[Directions for this task] Your job is to copy the data that follows exactly, every line included.

[Dataset]

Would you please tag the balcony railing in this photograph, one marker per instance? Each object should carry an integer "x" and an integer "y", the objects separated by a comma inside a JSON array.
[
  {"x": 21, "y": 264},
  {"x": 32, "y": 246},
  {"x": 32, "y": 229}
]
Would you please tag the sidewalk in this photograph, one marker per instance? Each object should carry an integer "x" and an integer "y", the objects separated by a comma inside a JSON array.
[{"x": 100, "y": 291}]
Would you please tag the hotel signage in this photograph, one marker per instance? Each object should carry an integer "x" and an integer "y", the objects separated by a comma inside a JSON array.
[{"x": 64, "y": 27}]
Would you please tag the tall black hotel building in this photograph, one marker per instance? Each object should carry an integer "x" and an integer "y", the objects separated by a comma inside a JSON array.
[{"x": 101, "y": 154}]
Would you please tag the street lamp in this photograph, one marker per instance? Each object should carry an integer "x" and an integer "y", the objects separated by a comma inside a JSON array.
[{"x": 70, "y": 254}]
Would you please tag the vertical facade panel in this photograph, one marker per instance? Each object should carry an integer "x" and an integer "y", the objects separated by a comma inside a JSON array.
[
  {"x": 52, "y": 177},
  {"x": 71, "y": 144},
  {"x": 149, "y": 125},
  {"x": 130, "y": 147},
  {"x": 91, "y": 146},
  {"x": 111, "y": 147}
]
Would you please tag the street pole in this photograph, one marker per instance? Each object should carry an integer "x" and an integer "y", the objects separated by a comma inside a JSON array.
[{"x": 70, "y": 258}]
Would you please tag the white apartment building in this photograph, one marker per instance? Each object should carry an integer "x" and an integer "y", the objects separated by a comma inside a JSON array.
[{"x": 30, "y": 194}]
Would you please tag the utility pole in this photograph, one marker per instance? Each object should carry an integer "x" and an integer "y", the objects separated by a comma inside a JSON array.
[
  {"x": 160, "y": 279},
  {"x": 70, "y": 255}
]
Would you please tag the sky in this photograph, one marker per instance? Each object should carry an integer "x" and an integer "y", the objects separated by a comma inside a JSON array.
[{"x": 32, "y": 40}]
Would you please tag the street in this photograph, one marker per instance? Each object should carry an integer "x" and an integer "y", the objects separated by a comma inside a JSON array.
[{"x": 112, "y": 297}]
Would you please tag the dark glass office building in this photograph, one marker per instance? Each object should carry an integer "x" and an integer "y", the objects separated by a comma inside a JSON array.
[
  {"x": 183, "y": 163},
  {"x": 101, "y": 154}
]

[Problem solution]
Would you please tag the balcony railing in this photograph, one marker per instance? Each object should carry an integer "x" and an integer "y", the objects separated by a comma inside a JSON array.
[
  {"x": 21, "y": 264},
  {"x": 32, "y": 246},
  {"x": 32, "y": 229}
]
Would you please tag the sidewalk in this photograph, one marker per instance? Each object should carry an integer "x" and an integer "y", the objects separated by a comma inside a JSON array.
[{"x": 100, "y": 291}]
Would you please tag the hotel signage in this photograph, one marker per instance? Each object should carry an integer "x" and an integer "y", the objects separated by a comma inside a JSON array.
[{"x": 64, "y": 27}]
Would you please tag the tall black hotel building in this photograph, one marker per instance? Each object should carry an integer "x" and an integer "y", the objects separated by a comma inside a JSON array.
[{"x": 101, "y": 154}]
Would you please tag the street lamp in this photograph, one marker per instance? Each object should carry an integer "x" and an integer "y", the objects separated by a comma inside a JSON array.
[{"x": 70, "y": 254}]
Would you please tag the vertical facade panel in this photograph, one marker per instance? Each object should carry an integer "x" and an integer "y", the objects separated by a comma inside a JSON array.
[
  {"x": 52, "y": 177},
  {"x": 71, "y": 144},
  {"x": 149, "y": 125},
  {"x": 130, "y": 147},
  {"x": 91, "y": 146},
  {"x": 111, "y": 147}
]
Would you please tag the street pole in this photograph, one marker per instance? Each object should carry an integer "x" and an integer "y", the objects separated by a comma inside a JSON array.
[{"x": 70, "y": 258}]
Would you please tag the white apartment building in this photograph, one marker per instance? Each object should carry an integer "x" and an integer "y", the objects separated by a comma inside a JSON array.
[{"x": 30, "y": 194}]
Would you please tag the utility pole in this photograph, one marker per instance? Each object should carry an integer "x" and an integer "y", the objects separated by a comma inside a JSON array.
[
  {"x": 160, "y": 279},
  {"x": 70, "y": 255}
]
Would you please tag the sky in this photograph, one marker per instance? Each object should carry an integer "x" and an integer "y", the objects separated by a comma inside a JSON array.
[{"x": 32, "y": 40}]
Would you please tag the street in this photograph, one marker per instance? Each object should carry an integer "x" and an integer "y", the objects separated by a comma inside a JSON array.
[{"x": 112, "y": 297}]
Would you please tag the dark glass office building in this photograph, one marker per instance? Each object should carry an integer "x" and an integer "y", the objects separated by a comma inside a JSON array.
[
  {"x": 183, "y": 163},
  {"x": 101, "y": 154}
]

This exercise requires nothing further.